- [Text section]
-.-.-

Representations Are All You Need

Friday, December 27, 2024

Some very rough, quick thoughts. This was partly inspired by some of Adam Brown's comments on Dwarkesh's podcast.

At Topos, we've been working on a meta-modeling tool. It's called CatColab and you can check it out here. At first, I was just excited to join what seemed like a group of really intelligent people. In this regard, I was definitely not disappointed and have had an amazing time so far! However, having written TypeScript and Rust for this application for much of the past few months, I ought to be able to explain what it does and why it's useful. For an excellent reference point, you can look at this blog post authored by one of the engineers!

As for my takes, have you ever had those experiences where you're trying to recall something and you're asking the person you're having a conversation with to help? Perhaps you're trying to explain what a specific meal is called. You want to try and make it again. You had it as a kid. You had when you're eight. You forgot the name but you'd like to remember it so you can find a recipe. Perhaps you start by explaining what it tastes like: the olfactory system has enough variance that you don't really have any luck. You switch to explaining the different ingredients, but everything was sufficiently cooked together that it doesn't give much insight into the meal you're trying to describe. From the little information they have, they start calling back to you with plausible meals that come to their mind. You know they've had it before, and you do this back-and-forth, going in cycles of "no, buts" and after 20 minutes, you've successfully been able to explain the meal that you remember having when you were eight, and you can carry on with the rest of your conversation. This is an example of "collaborative reasoning." I presented a very ad hoc, rough-cut, and bespoke example, but hopefully it gives some gist of what I'm trying to get at. Of course, (when we do research) we collaboratively reason in many cases: when we engage in discourse about papers, when we're trying to figure out the next steps, when we try and work on a research project, or tackle an issue together.

-.-.-

[Location identification entries]
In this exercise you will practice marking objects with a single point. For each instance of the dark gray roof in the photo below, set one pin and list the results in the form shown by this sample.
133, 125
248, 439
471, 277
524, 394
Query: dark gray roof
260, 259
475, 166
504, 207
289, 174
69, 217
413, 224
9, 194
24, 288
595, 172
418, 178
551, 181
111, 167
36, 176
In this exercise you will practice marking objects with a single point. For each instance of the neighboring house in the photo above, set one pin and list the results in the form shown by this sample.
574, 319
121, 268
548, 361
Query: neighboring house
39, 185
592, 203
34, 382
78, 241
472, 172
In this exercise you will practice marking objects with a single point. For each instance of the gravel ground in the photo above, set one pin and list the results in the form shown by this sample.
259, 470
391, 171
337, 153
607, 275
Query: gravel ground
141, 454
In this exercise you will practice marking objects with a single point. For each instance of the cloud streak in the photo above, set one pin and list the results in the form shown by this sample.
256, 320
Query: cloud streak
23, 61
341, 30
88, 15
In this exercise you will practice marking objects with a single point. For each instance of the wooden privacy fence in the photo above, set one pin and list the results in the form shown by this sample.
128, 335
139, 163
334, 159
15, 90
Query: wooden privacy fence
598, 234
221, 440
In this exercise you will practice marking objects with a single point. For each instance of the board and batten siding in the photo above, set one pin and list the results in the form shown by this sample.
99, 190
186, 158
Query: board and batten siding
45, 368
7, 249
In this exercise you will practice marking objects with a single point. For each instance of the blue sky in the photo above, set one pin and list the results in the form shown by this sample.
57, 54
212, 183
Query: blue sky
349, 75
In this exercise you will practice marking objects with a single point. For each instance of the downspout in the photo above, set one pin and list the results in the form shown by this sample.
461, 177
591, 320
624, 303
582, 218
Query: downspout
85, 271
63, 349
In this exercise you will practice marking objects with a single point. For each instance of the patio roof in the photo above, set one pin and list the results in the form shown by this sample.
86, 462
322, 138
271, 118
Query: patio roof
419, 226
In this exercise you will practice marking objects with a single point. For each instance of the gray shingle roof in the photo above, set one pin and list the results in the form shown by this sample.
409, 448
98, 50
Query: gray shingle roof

-.-.-

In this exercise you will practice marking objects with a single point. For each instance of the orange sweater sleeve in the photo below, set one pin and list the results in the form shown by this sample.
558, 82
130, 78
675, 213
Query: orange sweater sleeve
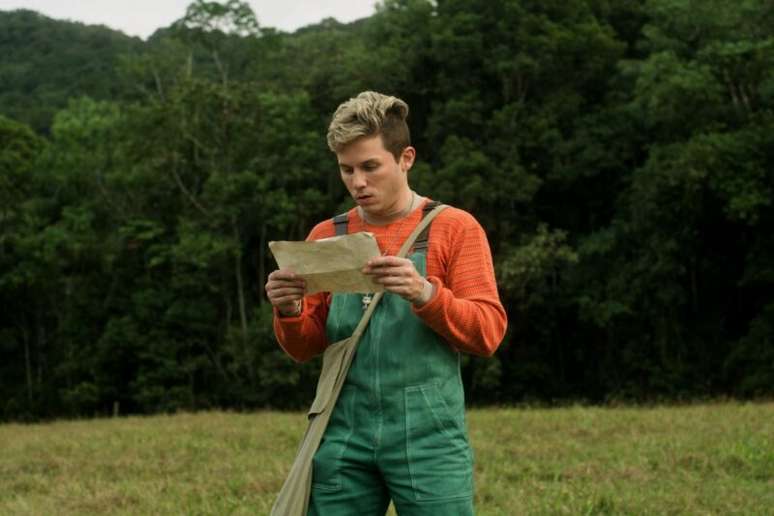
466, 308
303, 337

-.-.-

- [Short exercise]
Please continue the blog post on representations and collaborative reasoning, picking up after its final sentence.

- [Result for this task]
Now, there's something here, which is that (in this case) I speak in natural language, specifically English. English has some formality; we have some structure. But we have langauges that are even more formal than language that is spoken and written such as domain-specific notations (like UML for software design), formal grammars (like the Chomsky hierarchy, recursive enumerable (RE) grammars, and so on), logical notations (like predicate logic or propositional logic), mathematical notations (like set theory, calculus (debatably?), or category theory), and programming languages (ranging from Python and other general high-level languages and scripting languages like HTML and JavaScript to lower-level languages like C and Assembly as well as functional programming languages like Haskell and Lisp). There's even more formal ones such as verification languages like Allow or TLA+ and then Assembly and Machine Code at the top of the hierarchy like x86 assembly languages and ARM's A64 assembly language.

That said, when I speak and you understand, it suggests that I adequately conform to the (formal) grammar of the language. When I combine words in this language in ways that express ideas and you understand, it means I semantically make sense. Simply put, you get what I mean. I conform to the order of broader logic. Natural language is great, and it's really expressive and low-effort. In fact, when me and you read the same book we very likely think of these very different words despite reading the same text.

That said, however, my friend and I probably have a much easier time accomplishing the exercise above because of how well we know each other: over time we've gotten along and spoken, we've built context that goes unsaid but oils the gears in our minds as we try to recall this meal, this object, this thing. You know what my favorite meal is, you know my ethnicity, you know what I'm allergic to, you know what restaurants I've been to in the past few months, and more. If I were to do this same exercise with someone I'd just met, in the absence of this context, it would have been much harder. If I did this with someone who spoke a whole other language, then we'd probably not get very far if we spoke. However, perhaps if I switch to another medium that lets us rise above the linguistic barriers between us—I get out a paper and pencil and start drawing, or you watch as I prompt Sora with the little tidbits that come to mind—we get somewhere; perhaps we work even faster than when I do the back-and-forth with my friend.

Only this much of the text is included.